Dataset entries:
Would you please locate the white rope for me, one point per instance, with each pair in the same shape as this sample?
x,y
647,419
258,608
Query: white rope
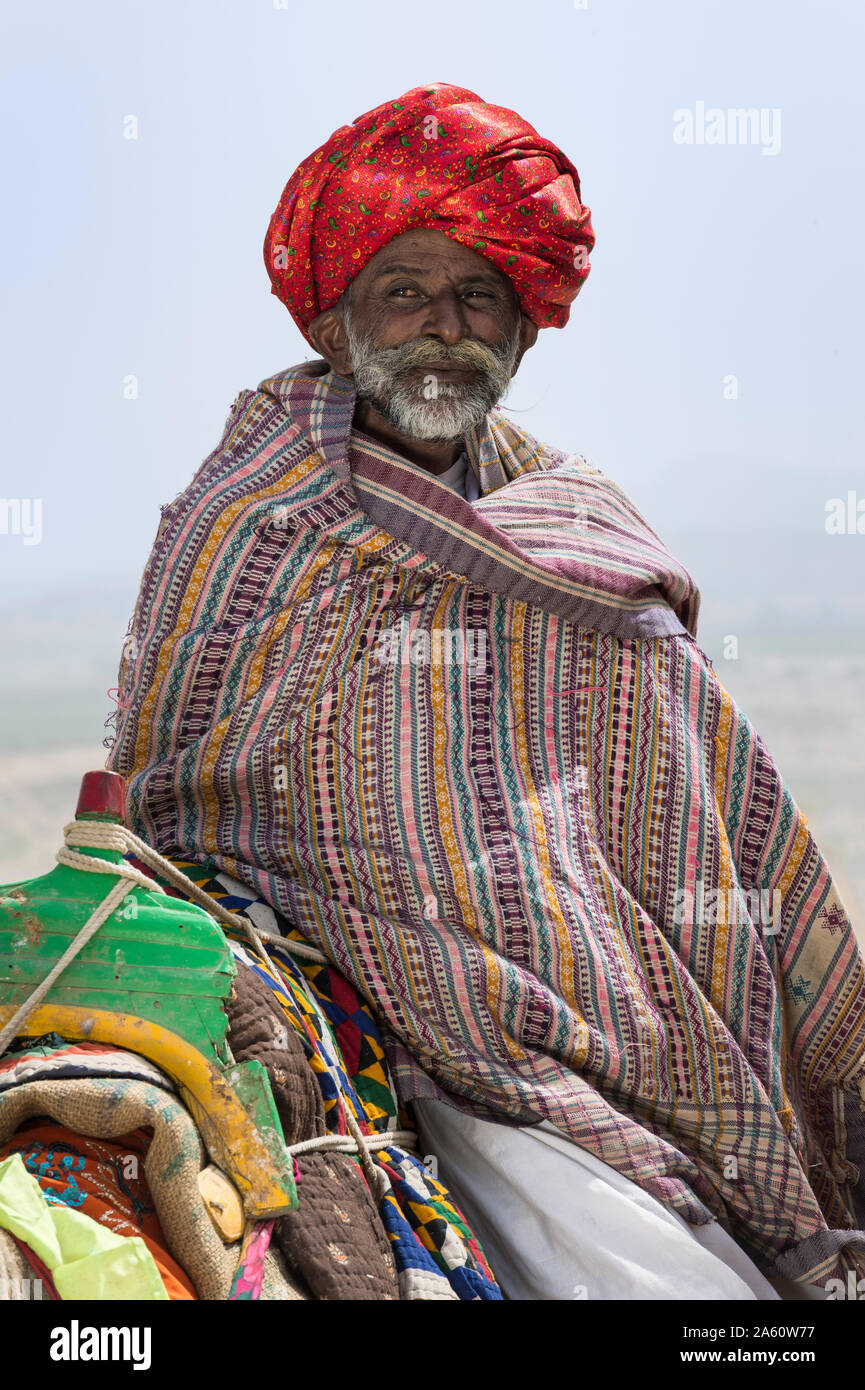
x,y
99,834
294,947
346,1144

---

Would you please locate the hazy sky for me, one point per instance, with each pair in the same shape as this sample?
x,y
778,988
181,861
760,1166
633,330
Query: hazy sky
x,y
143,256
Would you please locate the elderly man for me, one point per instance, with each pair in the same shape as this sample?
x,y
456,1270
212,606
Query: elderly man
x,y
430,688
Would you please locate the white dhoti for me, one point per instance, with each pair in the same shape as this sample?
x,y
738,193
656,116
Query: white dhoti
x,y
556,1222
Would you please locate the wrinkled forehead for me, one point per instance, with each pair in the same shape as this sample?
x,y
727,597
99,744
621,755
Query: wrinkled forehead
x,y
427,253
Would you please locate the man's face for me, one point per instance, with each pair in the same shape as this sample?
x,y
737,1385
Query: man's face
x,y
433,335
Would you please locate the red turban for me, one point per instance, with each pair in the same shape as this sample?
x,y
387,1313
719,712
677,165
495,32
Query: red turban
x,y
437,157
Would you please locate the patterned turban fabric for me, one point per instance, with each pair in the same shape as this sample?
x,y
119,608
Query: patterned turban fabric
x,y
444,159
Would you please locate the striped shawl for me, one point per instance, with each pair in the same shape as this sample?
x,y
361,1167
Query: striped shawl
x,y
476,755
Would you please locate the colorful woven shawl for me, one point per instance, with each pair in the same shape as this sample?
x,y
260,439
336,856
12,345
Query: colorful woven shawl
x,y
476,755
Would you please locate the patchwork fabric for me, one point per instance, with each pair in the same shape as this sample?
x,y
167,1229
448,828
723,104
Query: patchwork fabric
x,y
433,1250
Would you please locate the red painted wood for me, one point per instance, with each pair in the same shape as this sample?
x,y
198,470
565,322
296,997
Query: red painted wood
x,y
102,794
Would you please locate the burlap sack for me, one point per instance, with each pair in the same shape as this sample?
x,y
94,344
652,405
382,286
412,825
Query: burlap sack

WHAT TO PRODUCE:
Leave out every line above except those from the line with "Would you please locate the red painted" up to and including the line with "Query: burlap sack", and copy those exactly.

RESPONSE TO THIS TASK:
Would you please locate the red painted wood for me, one point per instance, with each pair in the same shape as this sample?
x,y
198,470
565,322
296,997
Query: red painted wood
x,y
102,794
Would you please locate the burlap sack for me, one point per instance, with each pair in the same shape as this sample?
x,y
94,344
652,405
382,286
412,825
Query: burlap sack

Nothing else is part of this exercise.